Entries from a dataset:
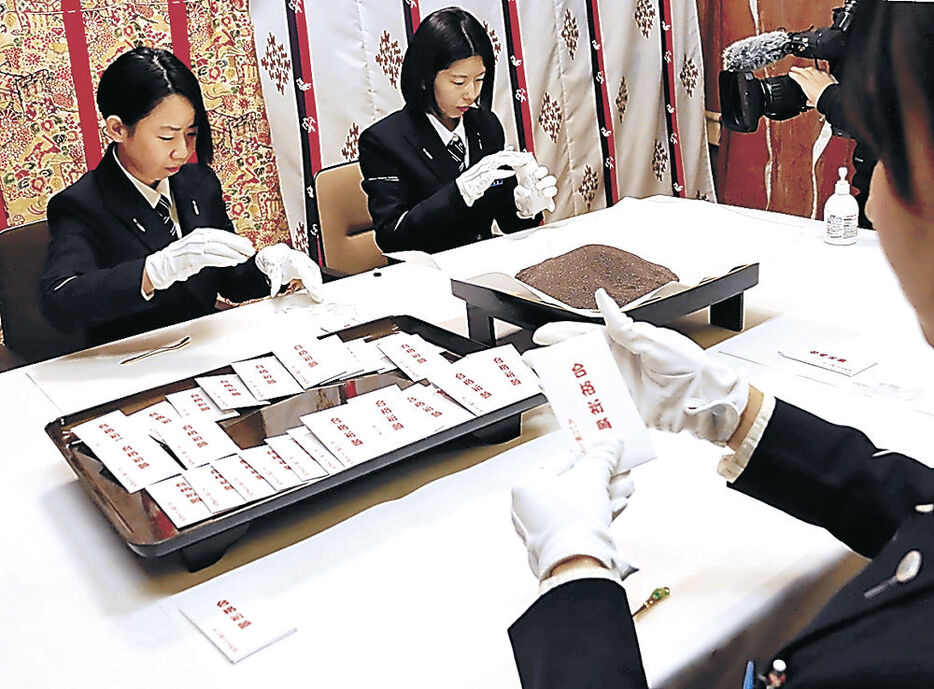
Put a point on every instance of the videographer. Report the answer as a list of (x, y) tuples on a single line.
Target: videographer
[(823, 93), (875, 633)]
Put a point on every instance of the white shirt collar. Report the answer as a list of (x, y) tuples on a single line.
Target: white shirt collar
[(446, 134), (151, 195)]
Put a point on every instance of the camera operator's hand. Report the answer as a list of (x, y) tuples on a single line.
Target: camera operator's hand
[(812, 81)]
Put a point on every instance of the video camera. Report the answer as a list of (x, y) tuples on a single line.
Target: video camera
[(744, 99)]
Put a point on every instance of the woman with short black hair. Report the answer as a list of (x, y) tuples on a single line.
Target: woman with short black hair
[(435, 172), (144, 240)]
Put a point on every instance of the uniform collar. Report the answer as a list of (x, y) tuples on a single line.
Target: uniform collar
[(446, 134), (152, 195)]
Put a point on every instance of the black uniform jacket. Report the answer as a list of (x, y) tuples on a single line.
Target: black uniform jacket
[(407, 170), (102, 230), (581, 635)]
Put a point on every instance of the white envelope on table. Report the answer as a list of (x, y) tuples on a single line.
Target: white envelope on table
[(266, 378), (272, 467), (217, 493), (443, 412), (196, 402), (303, 464), (228, 392), (125, 448), (310, 444), (348, 432), (179, 500)]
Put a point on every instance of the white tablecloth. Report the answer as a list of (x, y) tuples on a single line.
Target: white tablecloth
[(410, 577)]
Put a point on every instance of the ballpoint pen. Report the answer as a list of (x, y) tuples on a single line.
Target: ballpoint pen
[(158, 350), (657, 596)]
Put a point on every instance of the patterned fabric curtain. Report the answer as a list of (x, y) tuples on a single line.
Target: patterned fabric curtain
[(52, 53), (608, 94)]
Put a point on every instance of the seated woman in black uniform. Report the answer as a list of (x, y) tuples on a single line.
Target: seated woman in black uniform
[(435, 172), (144, 240), (876, 631)]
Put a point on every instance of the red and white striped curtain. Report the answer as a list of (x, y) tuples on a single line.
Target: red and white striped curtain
[(608, 94), (52, 53)]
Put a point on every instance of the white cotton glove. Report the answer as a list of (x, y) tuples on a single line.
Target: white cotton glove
[(535, 190), (562, 515), (475, 180), (282, 264), (675, 385), (205, 247)]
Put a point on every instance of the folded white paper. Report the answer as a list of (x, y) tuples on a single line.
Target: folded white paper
[(126, 449), (196, 442), (395, 419), (155, 418), (848, 358), (247, 480), (412, 354), (471, 385), (588, 395), (197, 403), (313, 361), (216, 491), (370, 356), (272, 467), (323, 456), (303, 464), (266, 378), (443, 412), (228, 392), (502, 369), (238, 628), (179, 500), (348, 432)]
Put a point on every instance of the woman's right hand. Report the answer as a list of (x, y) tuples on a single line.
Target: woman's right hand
[(205, 247), (674, 383), (812, 81), (475, 180)]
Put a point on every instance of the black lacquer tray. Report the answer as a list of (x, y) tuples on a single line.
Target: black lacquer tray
[(723, 295), (146, 529)]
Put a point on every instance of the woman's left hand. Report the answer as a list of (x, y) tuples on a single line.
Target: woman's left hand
[(812, 81), (535, 190), (282, 264)]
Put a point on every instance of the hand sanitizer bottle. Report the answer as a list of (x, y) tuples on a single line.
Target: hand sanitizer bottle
[(841, 213)]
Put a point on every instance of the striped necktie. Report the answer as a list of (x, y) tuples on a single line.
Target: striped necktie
[(458, 152), (163, 209)]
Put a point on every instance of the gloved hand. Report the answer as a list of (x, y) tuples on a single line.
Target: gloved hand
[(205, 247), (561, 515), (675, 385), (475, 180), (535, 190), (281, 264)]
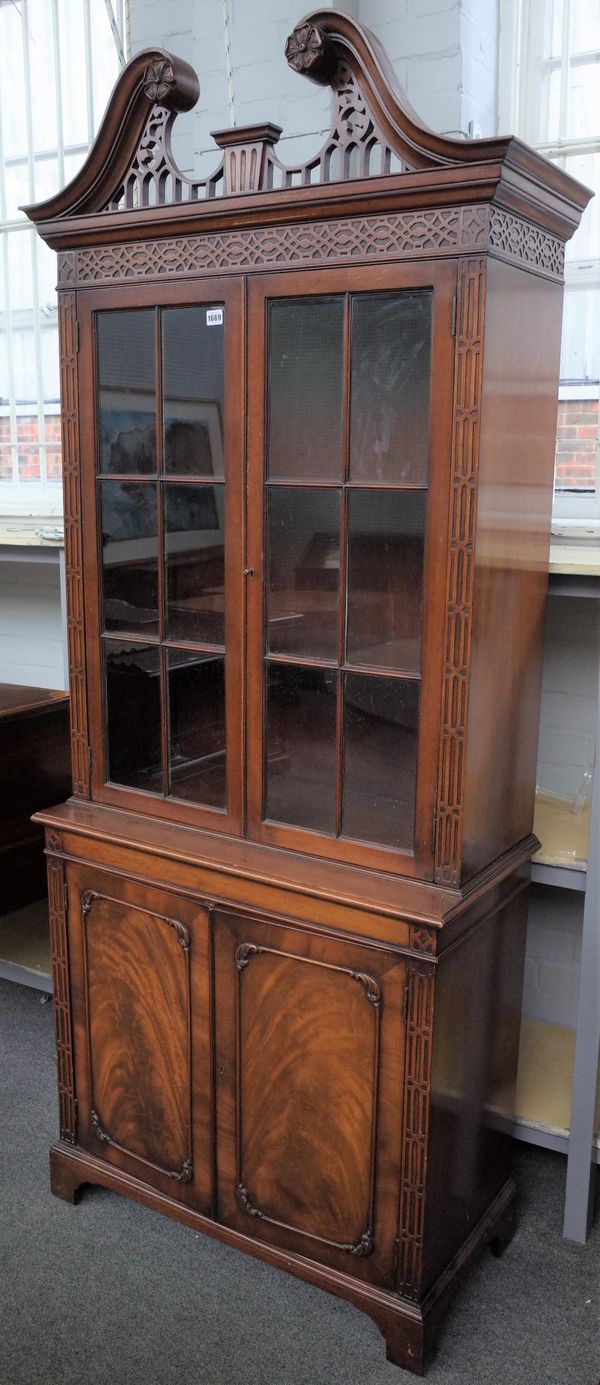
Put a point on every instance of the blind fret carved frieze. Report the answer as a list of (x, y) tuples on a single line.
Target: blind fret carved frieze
[(455, 230)]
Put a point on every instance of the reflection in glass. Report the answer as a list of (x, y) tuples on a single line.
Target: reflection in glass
[(128, 518), (380, 759), (385, 532), (126, 392), (304, 571), (305, 388), (390, 387), (301, 747), (193, 385), (194, 549), (197, 741), (133, 715)]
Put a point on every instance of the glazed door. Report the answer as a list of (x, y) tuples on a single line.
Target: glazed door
[(309, 1053), (349, 417), (162, 459), (140, 996)]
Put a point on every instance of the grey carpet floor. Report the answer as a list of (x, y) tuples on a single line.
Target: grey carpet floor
[(111, 1294)]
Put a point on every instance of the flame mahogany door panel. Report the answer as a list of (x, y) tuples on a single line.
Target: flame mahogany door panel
[(140, 990), (309, 1058)]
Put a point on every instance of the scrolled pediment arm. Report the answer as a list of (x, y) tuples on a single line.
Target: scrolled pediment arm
[(327, 43), (154, 78)]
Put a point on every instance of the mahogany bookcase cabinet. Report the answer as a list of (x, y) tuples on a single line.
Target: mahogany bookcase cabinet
[(308, 420)]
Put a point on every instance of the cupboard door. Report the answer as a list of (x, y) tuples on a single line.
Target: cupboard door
[(309, 1051), (140, 985), (162, 446), (348, 464)]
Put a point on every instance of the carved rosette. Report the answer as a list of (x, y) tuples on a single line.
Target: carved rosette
[(158, 79), (305, 49)]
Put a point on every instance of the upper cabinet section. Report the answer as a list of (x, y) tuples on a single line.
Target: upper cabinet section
[(376, 155)]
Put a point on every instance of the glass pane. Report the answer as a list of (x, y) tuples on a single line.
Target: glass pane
[(385, 533), (380, 759), (301, 747), (194, 544), (197, 754), (126, 402), (304, 571), (133, 715), (193, 385), (128, 518), (305, 388), (390, 387)]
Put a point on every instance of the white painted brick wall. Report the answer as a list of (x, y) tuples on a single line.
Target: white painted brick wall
[(444, 53)]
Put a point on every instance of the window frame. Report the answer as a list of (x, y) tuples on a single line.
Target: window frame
[(521, 96)]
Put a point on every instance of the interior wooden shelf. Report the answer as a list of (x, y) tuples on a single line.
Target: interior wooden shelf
[(564, 834), (25, 946), (543, 1080), (575, 558)]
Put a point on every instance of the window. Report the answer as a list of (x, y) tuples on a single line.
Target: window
[(49, 115), (549, 94)]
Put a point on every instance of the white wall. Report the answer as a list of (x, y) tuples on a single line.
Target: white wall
[(32, 640), (444, 53)]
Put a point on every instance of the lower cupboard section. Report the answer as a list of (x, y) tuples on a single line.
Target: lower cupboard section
[(250, 1069)]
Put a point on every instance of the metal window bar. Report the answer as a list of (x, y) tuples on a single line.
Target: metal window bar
[(9, 323), (89, 71), (14, 482), (58, 94), (33, 249)]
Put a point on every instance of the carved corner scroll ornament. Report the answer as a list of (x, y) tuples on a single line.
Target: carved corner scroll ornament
[(183, 1175), (243, 953), (372, 989), (360, 1248), (180, 931), (87, 899)]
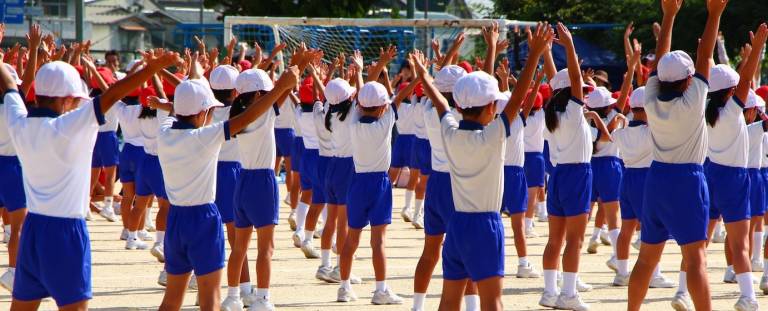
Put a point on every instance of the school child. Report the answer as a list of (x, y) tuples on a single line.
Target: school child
[(570, 186), (188, 148), (369, 198), (675, 184), (53, 148)]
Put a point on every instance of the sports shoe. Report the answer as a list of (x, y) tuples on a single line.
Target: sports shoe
[(746, 304), (345, 295), (157, 251), (682, 302), (620, 280), (309, 250), (592, 248), (135, 244), (612, 264), (571, 303), (386, 297), (548, 300), (162, 280), (661, 282), (231, 304), (6, 280), (527, 272)]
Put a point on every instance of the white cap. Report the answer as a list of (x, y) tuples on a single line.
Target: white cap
[(59, 79), (675, 66), (446, 78), (637, 99), (338, 90), (600, 97), (223, 77), (476, 89), (722, 77), (373, 94), (14, 74), (193, 96), (253, 80), (562, 80)]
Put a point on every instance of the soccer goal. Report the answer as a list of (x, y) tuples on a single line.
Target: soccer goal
[(336, 35)]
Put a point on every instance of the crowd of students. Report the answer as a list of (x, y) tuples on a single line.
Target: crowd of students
[(677, 148)]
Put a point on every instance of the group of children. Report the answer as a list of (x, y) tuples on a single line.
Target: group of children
[(670, 157)]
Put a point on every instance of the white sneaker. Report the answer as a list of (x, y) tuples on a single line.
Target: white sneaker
[(661, 282), (6, 280), (571, 303), (309, 250), (344, 295), (592, 248), (548, 300), (527, 272), (231, 304), (158, 252), (386, 297), (162, 280), (746, 304), (682, 302), (133, 244)]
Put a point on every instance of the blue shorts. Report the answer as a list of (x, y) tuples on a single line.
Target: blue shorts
[(676, 203), (194, 240), (728, 192), (338, 176), (421, 156), (149, 178), (402, 150), (296, 152), (438, 203), (284, 139), (632, 193), (308, 172), (54, 260), (570, 186), (756, 192), (319, 195), (12, 193), (226, 180), (515, 198), (369, 200), (474, 247), (606, 179), (534, 169), (130, 160), (106, 151), (256, 199)]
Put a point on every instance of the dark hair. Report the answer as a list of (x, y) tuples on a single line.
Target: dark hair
[(556, 104), (341, 109), (716, 100)]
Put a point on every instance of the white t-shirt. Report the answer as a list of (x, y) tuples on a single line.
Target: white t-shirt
[(677, 124), (188, 157), (372, 141), (476, 160), (55, 155)]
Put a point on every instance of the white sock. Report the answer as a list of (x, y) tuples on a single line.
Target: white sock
[(550, 282), (682, 284), (418, 301), (569, 284), (623, 266), (325, 258), (301, 215), (381, 285), (745, 284), (233, 292), (472, 302)]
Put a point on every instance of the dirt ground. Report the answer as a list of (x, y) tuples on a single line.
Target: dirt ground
[(126, 280)]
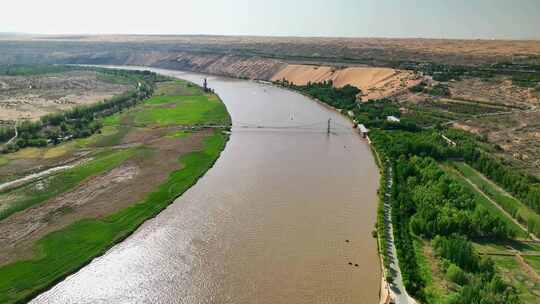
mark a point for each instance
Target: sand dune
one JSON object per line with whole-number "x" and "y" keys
{"x": 374, "y": 82}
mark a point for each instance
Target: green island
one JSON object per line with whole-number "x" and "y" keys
{"x": 126, "y": 159}
{"x": 465, "y": 222}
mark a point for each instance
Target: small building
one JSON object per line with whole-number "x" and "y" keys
{"x": 392, "y": 118}
{"x": 363, "y": 130}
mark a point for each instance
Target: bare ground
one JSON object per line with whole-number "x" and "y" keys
{"x": 98, "y": 196}
{"x": 30, "y": 97}
{"x": 375, "y": 83}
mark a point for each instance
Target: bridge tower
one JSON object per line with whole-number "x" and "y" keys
{"x": 328, "y": 129}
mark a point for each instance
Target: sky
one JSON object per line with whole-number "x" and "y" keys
{"x": 472, "y": 19}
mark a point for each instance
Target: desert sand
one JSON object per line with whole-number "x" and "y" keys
{"x": 374, "y": 82}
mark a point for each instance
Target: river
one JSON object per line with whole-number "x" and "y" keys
{"x": 269, "y": 223}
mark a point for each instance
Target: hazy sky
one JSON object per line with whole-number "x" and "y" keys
{"x": 519, "y": 19}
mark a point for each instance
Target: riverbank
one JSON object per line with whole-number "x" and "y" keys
{"x": 144, "y": 160}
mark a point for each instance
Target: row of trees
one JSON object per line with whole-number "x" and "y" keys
{"x": 344, "y": 98}
{"x": 83, "y": 121}
{"x": 477, "y": 275}
{"x": 6, "y": 133}
{"x": 427, "y": 202}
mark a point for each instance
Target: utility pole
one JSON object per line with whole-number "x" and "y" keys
{"x": 328, "y": 129}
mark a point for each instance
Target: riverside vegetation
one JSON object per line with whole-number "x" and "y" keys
{"x": 147, "y": 141}
{"x": 443, "y": 227}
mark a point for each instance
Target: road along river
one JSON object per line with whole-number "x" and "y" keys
{"x": 269, "y": 223}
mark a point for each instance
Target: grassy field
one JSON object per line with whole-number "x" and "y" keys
{"x": 30, "y": 195}
{"x": 534, "y": 261}
{"x": 64, "y": 251}
{"x": 435, "y": 292}
{"x": 518, "y": 210}
{"x": 480, "y": 199}
{"x": 512, "y": 272}
{"x": 68, "y": 249}
{"x": 182, "y": 110}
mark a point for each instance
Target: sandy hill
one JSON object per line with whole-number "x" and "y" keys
{"x": 374, "y": 82}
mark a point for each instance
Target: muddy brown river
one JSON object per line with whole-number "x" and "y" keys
{"x": 267, "y": 224}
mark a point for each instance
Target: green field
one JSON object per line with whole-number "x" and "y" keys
{"x": 534, "y": 261}
{"x": 484, "y": 202}
{"x": 518, "y": 210}
{"x": 513, "y": 273}
{"x": 434, "y": 291}
{"x": 64, "y": 251}
{"x": 30, "y": 195}
{"x": 182, "y": 110}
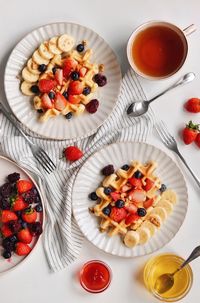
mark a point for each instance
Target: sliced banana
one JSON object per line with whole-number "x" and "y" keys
{"x": 38, "y": 59}
{"x": 26, "y": 88}
{"x": 144, "y": 235}
{"x": 44, "y": 52}
{"x": 33, "y": 67}
{"x": 131, "y": 238}
{"x": 28, "y": 76}
{"x": 52, "y": 45}
{"x": 166, "y": 204}
{"x": 169, "y": 195}
{"x": 65, "y": 43}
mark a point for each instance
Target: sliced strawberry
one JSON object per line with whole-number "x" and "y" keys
{"x": 118, "y": 214}
{"x": 115, "y": 195}
{"x": 149, "y": 184}
{"x": 60, "y": 101}
{"x": 131, "y": 219}
{"x": 75, "y": 88}
{"x": 23, "y": 186}
{"x": 45, "y": 85}
{"x": 59, "y": 76}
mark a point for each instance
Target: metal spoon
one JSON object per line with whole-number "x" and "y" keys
{"x": 166, "y": 281}
{"x": 141, "y": 107}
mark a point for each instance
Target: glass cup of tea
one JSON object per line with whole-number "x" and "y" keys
{"x": 168, "y": 263}
{"x": 157, "y": 49}
{"x": 95, "y": 276}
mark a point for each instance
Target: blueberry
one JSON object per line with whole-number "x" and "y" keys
{"x": 138, "y": 174}
{"x": 119, "y": 203}
{"x": 35, "y": 89}
{"x": 141, "y": 212}
{"x": 6, "y": 254}
{"x": 163, "y": 188}
{"x": 51, "y": 95}
{"x": 93, "y": 196}
{"x": 69, "y": 115}
{"x": 107, "y": 190}
{"x": 106, "y": 210}
{"x": 86, "y": 90}
{"x": 74, "y": 76}
{"x": 80, "y": 47}
{"x": 125, "y": 167}
{"x": 42, "y": 68}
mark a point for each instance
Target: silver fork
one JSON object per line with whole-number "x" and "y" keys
{"x": 170, "y": 143}
{"x": 39, "y": 153}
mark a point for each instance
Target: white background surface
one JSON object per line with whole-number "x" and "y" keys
{"x": 114, "y": 21}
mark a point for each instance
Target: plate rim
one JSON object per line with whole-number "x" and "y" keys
{"x": 185, "y": 186}
{"x": 41, "y": 136}
{"x": 43, "y": 215}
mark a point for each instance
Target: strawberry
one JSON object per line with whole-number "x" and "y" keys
{"x": 131, "y": 218}
{"x": 136, "y": 183}
{"x": 75, "y": 88}
{"x": 25, "y": 236}
{"x": 148, "y": 203}
{"x": 5, "y": 230}
{"x": 197, "y": 140}
{"x": 19, "y": 204}
{"x": 73, "y": 153}
{"x": 190, "y": 132}
{"x": 45, "y": 85}
{"x": 46, "y": 101}
{"x": 149, "y": 184}
{"x": 59, "y": 76}
{"x": 68, "y": 66}
{"x": 24, "y": 186}
{"x": 60, "y": 101}
{"x": 29, "y": 215}
{"x": 193, "y": 105}
{"x": 118, "y": 214}
{"x": 22, "y": 249}
{"x": 115, "y": 195}
{"x": 7, "y": 216}
{"x": 74, "y": 99}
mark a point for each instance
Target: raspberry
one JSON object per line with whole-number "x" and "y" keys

**Short problem**
Please copy the part of the records above that opens with the line containing "Put a point on every instance of the cupboard" and closes with the line containing "[(521, 96)]", both ends included, keeping every line unchanged.

**Exercise output**
Put a point on every instance of the cupboard door. Report the answer as a list of (x, y) tuples on a single line.
Target: cupboard door
[(309, 1051), (140, 985), (162, 446), (348, 464)]
Put a point on every instance of the carved rosette. Report the answer as a list of (x, y) tuples on a single line.
Target: carved rosette
[(158, 79), (305, 49)]
Put a point on every instance of the upper cabinet section. Report the answer as a list of (x, y) tuples on a single line.
Target: upper cabinet section
[(376, 155)]
Put a point on every instance of the glass pane. Report the answer as a list of (x, y) tuples on a single line.
Target: glass pane
[(385, 533), (380, 759), (301, 747), (194, 544), (197, 754), (126, 402), (304, 571), (133, 715), (193, 385), (128, 518), (305, 388), (390, 387)]
Put a point on every instance of the white painted brick wall. Report the answer as a list of (x, y) tuples on a single line.
Target: white painted brick wall
[(444, 53)]
Put a point on every instance of the window frame. Report the answer as a list of (x, y) tuples on a single line.
Target: window frame
[(521, 96)]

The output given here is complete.